======== RECORDS TO USE ========

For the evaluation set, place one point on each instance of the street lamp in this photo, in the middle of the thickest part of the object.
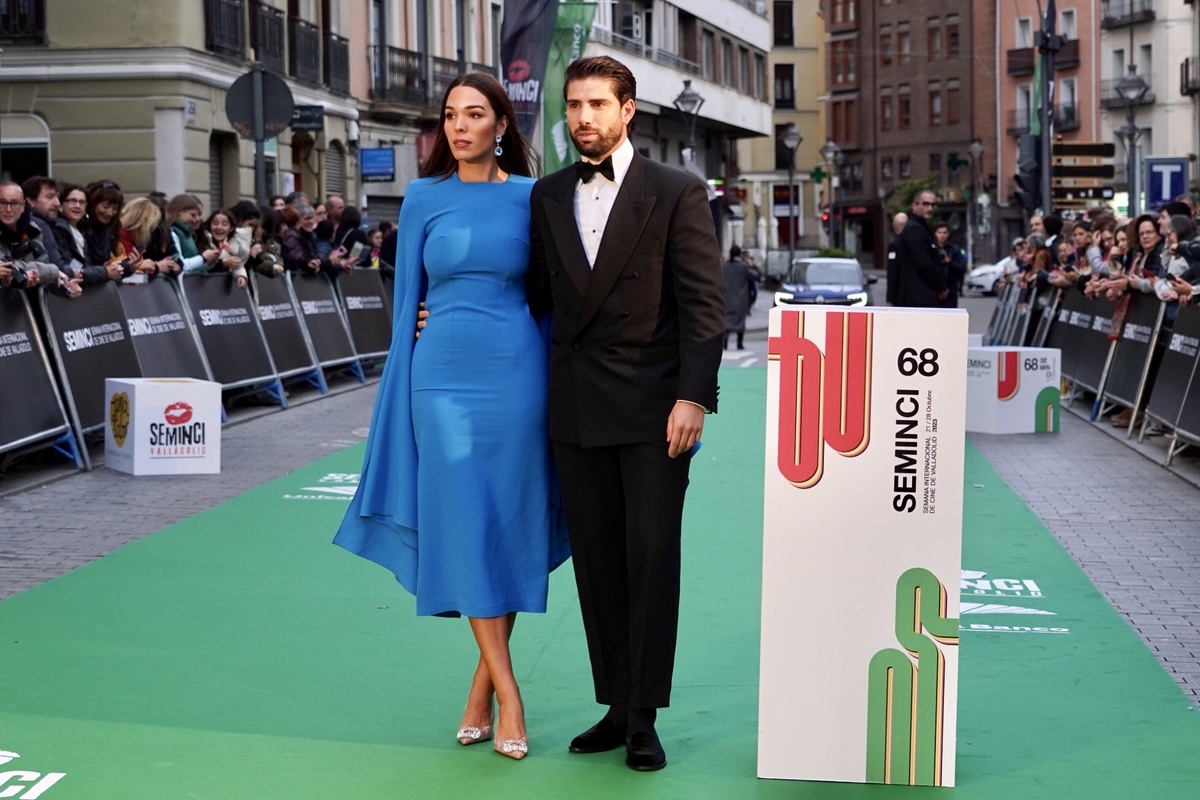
(976, 151)
(688, 103)
(791, 139)
(1133, 89)
(833, 157)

========

-- EXERCISE --
Except for the pictures, print the data above exactly.

-- TASK SOLUTION --
For the evaluation set, place one point on each instance of the street lamp in this photo, in the middle of the thickest part of the object.
(976, 151)
(688, 103)
(791, 139)
(1133, 89)
(833, 157)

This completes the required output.